━━━ Exercise inputs

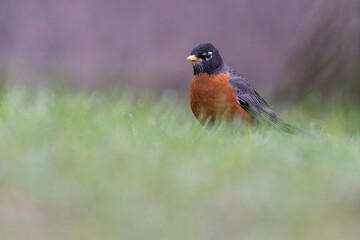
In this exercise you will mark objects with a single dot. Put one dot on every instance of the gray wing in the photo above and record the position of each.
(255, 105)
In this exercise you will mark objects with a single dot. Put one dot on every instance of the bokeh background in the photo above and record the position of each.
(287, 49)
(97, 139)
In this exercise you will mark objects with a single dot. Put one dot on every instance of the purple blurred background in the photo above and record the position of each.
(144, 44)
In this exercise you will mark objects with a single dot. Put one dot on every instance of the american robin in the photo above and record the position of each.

━━━━━━
━━━ Exercise inputs

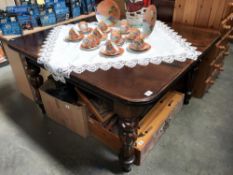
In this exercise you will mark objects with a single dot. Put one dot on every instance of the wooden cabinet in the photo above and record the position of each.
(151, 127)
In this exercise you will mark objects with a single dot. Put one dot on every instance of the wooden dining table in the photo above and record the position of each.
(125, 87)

━━━━━━

What is expected: Display every line in the entries above that contains the word "purple".

Full response:
In this exercise you will mark objects with a single dot. Put one dot on every instance of the purple blurred background in the photo above and record the position of each.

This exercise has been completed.